Records of labeled points

-------------------------

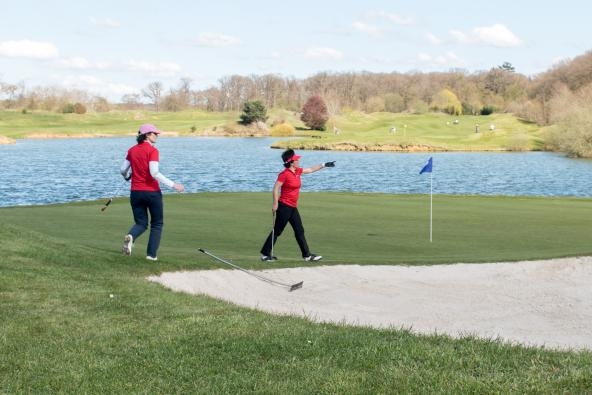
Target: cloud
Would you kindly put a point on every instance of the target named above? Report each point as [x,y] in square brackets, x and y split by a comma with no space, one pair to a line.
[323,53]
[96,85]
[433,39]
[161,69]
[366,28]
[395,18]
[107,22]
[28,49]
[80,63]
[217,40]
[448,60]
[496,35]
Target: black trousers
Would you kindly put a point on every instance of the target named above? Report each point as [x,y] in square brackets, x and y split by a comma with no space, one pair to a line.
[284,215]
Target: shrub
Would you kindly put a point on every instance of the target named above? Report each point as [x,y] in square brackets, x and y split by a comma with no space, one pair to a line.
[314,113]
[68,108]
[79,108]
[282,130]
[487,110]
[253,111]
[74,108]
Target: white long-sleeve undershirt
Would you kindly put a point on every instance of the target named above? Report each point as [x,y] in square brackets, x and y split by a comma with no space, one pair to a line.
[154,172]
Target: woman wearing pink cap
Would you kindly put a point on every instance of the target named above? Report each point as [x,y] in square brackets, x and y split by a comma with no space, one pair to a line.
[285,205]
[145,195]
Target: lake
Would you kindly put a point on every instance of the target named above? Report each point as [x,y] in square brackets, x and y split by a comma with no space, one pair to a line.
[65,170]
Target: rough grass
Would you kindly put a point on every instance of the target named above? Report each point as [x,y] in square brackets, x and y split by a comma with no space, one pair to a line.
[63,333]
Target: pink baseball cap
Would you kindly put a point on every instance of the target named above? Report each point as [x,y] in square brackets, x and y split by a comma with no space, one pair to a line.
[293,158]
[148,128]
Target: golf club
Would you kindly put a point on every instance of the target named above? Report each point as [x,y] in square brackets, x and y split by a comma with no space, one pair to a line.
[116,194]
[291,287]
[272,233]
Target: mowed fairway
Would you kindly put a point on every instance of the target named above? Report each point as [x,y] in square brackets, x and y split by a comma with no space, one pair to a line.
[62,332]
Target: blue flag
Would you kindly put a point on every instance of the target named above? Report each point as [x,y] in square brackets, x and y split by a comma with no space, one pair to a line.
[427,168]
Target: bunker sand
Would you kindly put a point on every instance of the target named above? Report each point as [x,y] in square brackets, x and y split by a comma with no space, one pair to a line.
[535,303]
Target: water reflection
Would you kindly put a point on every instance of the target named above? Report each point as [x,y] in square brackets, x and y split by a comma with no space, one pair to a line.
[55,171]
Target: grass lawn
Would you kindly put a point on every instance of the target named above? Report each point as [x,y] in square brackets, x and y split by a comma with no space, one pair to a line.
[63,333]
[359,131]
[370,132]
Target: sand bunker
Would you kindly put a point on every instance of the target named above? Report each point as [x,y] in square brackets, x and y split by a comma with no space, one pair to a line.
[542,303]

-------------------------

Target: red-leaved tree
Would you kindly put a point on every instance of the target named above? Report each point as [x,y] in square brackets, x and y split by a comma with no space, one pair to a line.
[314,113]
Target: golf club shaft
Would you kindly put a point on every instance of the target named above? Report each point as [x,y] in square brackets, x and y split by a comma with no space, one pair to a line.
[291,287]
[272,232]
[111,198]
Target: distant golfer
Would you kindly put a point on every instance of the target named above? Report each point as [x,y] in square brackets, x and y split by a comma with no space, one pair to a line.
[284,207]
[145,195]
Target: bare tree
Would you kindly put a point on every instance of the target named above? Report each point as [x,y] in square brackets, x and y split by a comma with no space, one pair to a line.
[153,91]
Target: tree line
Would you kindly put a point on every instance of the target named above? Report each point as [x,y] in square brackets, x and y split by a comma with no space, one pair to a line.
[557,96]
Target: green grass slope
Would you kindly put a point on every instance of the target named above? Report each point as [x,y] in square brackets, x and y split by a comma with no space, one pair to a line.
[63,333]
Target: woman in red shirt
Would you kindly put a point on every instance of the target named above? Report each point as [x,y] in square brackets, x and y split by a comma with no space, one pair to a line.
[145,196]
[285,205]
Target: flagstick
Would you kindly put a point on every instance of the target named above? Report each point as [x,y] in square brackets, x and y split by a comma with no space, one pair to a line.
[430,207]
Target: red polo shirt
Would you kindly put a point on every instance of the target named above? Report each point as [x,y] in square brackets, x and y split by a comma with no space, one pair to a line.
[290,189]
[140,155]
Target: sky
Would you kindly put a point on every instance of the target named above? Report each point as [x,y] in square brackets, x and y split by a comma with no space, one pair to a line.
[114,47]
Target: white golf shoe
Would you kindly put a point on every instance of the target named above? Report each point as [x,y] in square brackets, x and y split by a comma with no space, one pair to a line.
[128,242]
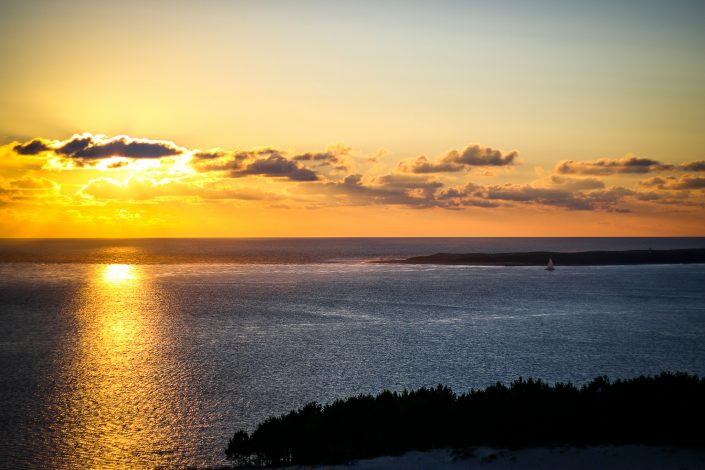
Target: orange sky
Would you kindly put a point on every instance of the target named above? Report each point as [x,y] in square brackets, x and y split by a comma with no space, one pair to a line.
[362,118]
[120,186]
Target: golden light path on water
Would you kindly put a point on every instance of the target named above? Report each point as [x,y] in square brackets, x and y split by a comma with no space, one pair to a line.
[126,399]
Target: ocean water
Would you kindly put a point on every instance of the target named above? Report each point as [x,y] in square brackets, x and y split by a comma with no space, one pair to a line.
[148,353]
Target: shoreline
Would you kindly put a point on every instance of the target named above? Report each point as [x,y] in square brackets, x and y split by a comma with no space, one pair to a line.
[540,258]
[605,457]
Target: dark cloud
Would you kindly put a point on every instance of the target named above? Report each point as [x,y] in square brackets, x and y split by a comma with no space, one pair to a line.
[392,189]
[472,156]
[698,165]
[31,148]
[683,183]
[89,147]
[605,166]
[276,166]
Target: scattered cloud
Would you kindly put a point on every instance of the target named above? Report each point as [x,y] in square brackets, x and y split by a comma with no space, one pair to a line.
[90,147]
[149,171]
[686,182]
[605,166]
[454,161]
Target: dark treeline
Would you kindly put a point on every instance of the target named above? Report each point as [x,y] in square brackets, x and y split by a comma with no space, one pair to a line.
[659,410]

-------------------------

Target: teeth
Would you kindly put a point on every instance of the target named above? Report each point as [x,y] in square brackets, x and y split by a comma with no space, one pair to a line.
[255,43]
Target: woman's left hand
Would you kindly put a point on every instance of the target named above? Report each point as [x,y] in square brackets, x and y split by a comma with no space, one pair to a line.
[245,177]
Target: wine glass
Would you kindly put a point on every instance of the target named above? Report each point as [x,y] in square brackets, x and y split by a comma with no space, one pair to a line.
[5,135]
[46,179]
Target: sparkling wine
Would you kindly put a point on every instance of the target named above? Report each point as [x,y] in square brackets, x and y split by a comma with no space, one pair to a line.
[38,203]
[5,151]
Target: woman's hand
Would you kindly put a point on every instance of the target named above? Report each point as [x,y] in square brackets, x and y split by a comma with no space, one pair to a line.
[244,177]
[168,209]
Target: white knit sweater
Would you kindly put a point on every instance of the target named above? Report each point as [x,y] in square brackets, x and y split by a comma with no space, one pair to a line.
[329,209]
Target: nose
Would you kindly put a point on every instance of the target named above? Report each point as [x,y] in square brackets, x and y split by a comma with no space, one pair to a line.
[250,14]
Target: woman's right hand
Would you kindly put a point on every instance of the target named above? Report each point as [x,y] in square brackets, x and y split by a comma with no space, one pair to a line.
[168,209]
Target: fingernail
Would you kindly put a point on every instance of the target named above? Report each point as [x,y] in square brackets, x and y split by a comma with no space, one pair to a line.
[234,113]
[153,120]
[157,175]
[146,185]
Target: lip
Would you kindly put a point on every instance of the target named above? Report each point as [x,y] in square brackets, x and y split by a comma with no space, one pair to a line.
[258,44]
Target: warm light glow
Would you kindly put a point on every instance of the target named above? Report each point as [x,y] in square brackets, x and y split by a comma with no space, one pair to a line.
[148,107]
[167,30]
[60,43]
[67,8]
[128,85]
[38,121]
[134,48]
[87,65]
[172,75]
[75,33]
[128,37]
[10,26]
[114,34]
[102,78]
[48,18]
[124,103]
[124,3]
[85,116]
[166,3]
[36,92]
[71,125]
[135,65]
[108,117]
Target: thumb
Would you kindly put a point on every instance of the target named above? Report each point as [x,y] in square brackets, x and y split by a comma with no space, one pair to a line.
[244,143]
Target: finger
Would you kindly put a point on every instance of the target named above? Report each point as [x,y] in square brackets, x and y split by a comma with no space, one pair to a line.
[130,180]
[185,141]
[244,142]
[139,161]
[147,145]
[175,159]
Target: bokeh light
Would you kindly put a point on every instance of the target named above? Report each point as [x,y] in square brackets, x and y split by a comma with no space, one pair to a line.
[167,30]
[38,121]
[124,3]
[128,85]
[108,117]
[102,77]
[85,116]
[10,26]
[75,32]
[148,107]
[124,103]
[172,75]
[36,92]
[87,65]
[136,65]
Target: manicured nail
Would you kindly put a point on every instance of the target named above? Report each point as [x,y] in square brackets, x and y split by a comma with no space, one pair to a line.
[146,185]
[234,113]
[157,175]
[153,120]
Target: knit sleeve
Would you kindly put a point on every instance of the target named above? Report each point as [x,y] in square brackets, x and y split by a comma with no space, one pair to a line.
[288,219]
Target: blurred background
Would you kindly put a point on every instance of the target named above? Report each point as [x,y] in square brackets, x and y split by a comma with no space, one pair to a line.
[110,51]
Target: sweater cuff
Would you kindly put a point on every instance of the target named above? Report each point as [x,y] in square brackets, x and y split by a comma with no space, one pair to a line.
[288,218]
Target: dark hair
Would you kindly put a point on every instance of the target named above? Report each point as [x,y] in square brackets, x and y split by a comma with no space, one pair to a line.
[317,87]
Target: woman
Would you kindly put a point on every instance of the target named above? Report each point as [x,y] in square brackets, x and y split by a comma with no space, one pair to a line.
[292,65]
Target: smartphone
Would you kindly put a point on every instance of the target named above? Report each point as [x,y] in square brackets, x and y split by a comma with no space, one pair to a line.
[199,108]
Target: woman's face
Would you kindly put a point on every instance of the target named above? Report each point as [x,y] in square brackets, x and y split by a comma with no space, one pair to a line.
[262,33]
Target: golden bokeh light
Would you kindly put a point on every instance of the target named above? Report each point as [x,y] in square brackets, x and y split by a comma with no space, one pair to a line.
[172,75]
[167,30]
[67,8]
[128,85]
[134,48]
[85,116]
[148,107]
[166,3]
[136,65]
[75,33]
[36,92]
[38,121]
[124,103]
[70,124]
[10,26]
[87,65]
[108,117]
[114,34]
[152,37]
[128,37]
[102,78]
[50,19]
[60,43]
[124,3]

-------------------------

◆ **EXERCISE PROMPT**
Which lines of the material contain the string "white"? Pick out each one and copy it, treating uppercase and lowercase as different.

◆ **FINISHED ANSWER**
Target: white long-sleeve undershirt
Target: white golf shoe
Target: white knit sweater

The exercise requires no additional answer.